▸ **SUPPLIED INFORMATION**
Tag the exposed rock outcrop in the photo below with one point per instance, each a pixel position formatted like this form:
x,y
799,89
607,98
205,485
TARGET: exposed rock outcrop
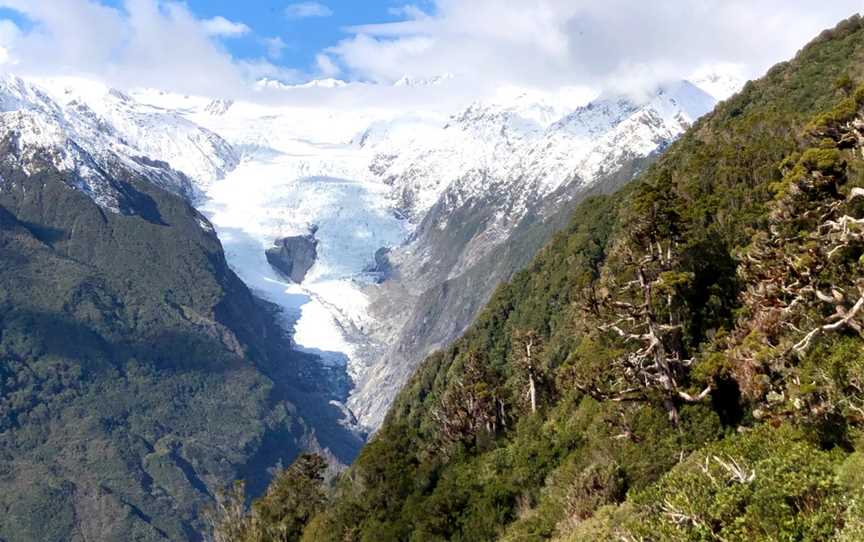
x,y
294,256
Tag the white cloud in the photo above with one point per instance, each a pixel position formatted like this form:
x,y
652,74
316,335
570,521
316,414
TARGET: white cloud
x,y
486,44
220,26
157,43
609,43
302,10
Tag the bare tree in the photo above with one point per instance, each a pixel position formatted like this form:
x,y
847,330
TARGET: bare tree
x,y
527,348
645,313
470,406
802,274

▸ **SHORT PROBLEM**
The pictures in the entries should be left out; output everything else exactly.

▸ **EXPECTED OUTPUT**
Tag the exposed rock outcrop in the photo below with one point per instance, each a pixel position formatted like this form:
x,y
799,89
607,98
205,485
TARGET: exposed rock outcrop
x,y
294,256
Tag the white cloud in the photo above with one point per instance, each a pixel position formatted like this form:
x,y
652,74
316,335
570,521
316,414
TARGET: white cloud
x,y
486,44
220,26
157,43
609,43
302,10
Tag the bare tree in the photo above with one point per instance, each a pixel position formatted like this form:
x,y
847,330
TARGET: bare tree
x,y
527,348
645,313
470,406
802,274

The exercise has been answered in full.